Exercise prompt =
List each line of the entries below that contains the word "wooden".

Input records =
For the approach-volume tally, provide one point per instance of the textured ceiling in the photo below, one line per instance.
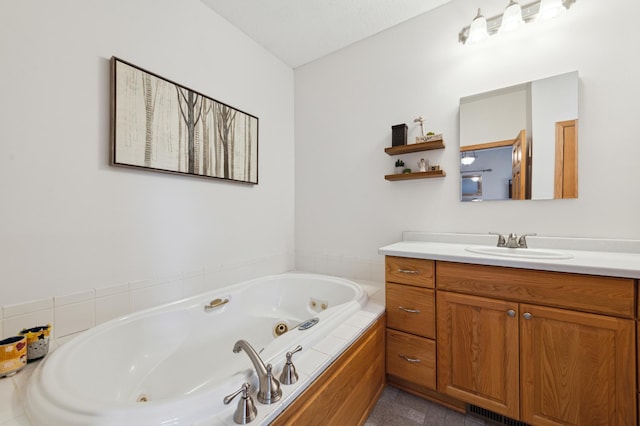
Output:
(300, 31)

...

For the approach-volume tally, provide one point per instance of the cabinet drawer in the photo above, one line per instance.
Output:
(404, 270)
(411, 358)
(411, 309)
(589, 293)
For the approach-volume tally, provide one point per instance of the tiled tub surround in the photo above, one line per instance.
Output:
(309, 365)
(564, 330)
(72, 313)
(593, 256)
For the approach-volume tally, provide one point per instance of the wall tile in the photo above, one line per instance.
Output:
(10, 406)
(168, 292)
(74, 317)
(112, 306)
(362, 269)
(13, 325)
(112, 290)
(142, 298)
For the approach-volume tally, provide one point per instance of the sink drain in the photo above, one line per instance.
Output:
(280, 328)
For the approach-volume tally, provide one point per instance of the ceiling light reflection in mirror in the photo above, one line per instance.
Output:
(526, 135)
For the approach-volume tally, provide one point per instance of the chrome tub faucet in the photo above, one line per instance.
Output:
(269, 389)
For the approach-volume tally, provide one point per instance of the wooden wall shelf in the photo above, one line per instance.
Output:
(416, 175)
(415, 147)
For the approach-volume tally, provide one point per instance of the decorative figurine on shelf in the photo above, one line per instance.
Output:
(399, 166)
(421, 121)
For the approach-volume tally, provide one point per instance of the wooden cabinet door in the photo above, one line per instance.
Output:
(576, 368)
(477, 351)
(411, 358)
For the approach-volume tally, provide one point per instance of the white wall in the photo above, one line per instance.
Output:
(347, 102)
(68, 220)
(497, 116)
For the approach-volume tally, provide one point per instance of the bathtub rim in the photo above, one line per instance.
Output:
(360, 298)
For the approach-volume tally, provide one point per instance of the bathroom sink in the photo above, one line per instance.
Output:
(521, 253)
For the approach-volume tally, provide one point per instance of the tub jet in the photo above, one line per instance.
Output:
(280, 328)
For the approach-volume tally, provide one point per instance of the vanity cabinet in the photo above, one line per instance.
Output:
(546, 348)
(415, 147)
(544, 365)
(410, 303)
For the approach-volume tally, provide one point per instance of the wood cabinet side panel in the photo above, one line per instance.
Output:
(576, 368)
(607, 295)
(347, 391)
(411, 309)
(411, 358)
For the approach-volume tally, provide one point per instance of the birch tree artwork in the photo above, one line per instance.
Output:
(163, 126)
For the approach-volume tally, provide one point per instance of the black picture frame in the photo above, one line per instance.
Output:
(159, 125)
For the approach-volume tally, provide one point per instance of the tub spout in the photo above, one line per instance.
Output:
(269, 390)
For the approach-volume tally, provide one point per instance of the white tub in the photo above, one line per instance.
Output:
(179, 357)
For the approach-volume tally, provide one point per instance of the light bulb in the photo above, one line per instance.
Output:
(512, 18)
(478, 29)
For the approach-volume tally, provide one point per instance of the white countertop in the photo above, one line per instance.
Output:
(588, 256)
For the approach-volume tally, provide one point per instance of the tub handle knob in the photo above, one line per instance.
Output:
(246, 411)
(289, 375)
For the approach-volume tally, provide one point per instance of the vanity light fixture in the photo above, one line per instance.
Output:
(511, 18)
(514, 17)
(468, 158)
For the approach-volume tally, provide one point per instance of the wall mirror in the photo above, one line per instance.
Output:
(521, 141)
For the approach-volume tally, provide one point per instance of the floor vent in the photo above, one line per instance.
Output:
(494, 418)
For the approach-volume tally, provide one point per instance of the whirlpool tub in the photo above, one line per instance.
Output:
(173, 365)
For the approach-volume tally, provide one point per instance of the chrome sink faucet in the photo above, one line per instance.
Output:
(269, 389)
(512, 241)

==

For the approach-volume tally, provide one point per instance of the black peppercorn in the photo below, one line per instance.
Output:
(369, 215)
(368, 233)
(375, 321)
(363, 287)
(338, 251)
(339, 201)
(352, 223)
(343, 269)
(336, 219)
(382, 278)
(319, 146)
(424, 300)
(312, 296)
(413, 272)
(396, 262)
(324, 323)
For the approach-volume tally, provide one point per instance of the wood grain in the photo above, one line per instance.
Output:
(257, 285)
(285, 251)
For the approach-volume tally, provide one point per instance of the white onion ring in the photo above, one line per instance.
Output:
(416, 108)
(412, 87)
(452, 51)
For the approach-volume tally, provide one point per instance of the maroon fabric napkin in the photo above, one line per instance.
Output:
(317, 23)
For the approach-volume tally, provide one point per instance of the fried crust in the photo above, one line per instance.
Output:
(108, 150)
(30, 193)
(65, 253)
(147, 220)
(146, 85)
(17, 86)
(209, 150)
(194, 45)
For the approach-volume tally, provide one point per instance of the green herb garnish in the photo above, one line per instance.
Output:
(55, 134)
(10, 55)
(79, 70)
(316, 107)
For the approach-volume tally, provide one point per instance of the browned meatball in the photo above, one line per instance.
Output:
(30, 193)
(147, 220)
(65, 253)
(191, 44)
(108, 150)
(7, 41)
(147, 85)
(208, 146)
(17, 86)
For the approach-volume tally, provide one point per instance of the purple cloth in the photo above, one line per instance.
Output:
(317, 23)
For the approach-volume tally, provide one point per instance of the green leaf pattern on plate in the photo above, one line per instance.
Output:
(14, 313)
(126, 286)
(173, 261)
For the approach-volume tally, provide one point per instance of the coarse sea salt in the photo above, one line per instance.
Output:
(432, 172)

Response for this exercise =
For the approach-volume tally, provide one point per instance of the wooden wall shelf in the photo above, one line per instance.
For the approach-volume tally, provide one point per instance of the wooden cabinet door in the photo above, one line per instance.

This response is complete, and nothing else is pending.